Written task 1:
Lay out part of the listing as a Markdown table with the columns Row and Line, leaving out blank lines. Begin at the line of the listing that has "indicate the closet" and stop after the last line of the listing.

Source document:
--------------------
[Pulp-dev] Uniqueness constraints on Content in Pulp 3

David Davis daviddavis at redhat.com
Tue Nov 13 19:38:33 UTC 2018


I want to point out that the RPM example is not correct. RPMs are unique in
Pulp by checksum (aka pkgId in our code and createrepo_c):

https://github.com/pulp/pulp_rpm/blob/44f97560533379ad8680055edff9c3c5bd4e859f/pulp_rpm/app/models.py#L223

Therefore Pulp can store two packages with the same name-epoch-version-arch
(NEVRA) as you would in the case where there is a signed and unsigned RPM
with the same NEVRA.

David


On Thu, Nov 8, 2018 at 4:16 PM Simon Baatz <gmbnomis at gmail.com> wrote:

> On Tue, Nov 06, 2018 at 11:40:35AM -0500, Brian Bouterse wrote:
> >    These are great questions. I'll try to keep my responses short to
> >    promote more discussion.
> >    On Mon, Nov 5, 2018 at 3:21 PM Simon Baatz <[1]gmbnomis at gmail.com>
> >    wrote:
> >
> >      I apologize for the lengthy post, but I did not know where to file
> >      an issue for
> >      this. It is a generic problem affecting most Pulp 3 plugins.
--------------------
[Pointing dataset excerpts]

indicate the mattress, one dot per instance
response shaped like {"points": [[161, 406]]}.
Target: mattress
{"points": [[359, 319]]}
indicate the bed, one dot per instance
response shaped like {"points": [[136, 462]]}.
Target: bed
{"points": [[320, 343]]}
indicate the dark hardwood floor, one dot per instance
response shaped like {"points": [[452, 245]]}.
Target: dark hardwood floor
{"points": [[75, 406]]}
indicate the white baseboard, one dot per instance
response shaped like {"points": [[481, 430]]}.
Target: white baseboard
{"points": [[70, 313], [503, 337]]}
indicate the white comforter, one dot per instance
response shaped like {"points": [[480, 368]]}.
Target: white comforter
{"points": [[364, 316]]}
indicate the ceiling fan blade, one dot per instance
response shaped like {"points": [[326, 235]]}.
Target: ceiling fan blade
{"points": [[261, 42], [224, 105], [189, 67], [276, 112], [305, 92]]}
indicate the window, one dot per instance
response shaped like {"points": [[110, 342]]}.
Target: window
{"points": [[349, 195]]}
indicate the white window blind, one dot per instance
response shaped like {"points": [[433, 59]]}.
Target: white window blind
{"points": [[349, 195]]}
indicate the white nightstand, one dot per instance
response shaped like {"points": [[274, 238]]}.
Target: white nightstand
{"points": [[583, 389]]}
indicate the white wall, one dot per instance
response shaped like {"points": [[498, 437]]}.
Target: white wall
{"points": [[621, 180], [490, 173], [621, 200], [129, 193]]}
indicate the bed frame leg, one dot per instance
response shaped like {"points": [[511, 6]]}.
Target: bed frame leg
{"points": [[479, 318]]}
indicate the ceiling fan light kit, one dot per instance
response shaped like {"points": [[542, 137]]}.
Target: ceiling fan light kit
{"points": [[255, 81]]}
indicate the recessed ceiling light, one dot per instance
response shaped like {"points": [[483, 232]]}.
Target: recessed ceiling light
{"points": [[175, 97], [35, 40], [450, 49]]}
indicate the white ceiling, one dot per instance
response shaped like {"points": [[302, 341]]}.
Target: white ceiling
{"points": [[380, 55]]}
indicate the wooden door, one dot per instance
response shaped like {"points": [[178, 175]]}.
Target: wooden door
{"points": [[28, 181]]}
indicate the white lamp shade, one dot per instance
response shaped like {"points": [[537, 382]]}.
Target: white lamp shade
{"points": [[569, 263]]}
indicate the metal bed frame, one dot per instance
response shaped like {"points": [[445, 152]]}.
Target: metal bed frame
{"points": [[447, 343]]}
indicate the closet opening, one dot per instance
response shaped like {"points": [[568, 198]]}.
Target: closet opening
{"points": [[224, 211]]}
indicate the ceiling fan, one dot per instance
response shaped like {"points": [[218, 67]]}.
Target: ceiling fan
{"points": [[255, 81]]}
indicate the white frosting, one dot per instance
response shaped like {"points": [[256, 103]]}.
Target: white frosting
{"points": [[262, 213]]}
--------------------
Written task 2:
Please say whether each statement agrees with the post about uniqueness constraints in Pulp 3, giving yes or no with the deciding words quoted from the post. (a) RPMs are unique in Pulp by checksum. (b) Pulp cannot store two packages with the same NEVRA. (c) Simon Baatz's message was sent on Nov 8, 2018.

Exercise answer 1:
| Row | Line |
|---|---|
| 1 | indicate the closet opening, one dot per instance |
| 2 | response shaped like {"points": [[568, 198]]}. |
| 3 | Target: closet opening |
| 4 | {"points": [[224, 211]]} |
| 5 | indicate the ceiling fan, one dot per instance |
| 6 | response shaped like {"points": [[218, 67]]}. |
| 7 | Target: ceiling fan |
| 8 | {"points": [[255, 81]]} |
| 9 | indicate the white frosting, one dot per instance |
| 10 | response shaped like {"points": [[256, 103]]}. |
| 11 | Target: white frosting |
| 12 | {"points": [[262, 213]]} |

Exercise answer 2:
(a) Yes: "RPMs are unique in Pulp by checksum"
(b) No: "Therefore Pulp can store two packages with the same name-epoch-version-arch"
(c) Yes: "On Thu, Nov 8, 2018 at 4:16 PM Simon Baatz"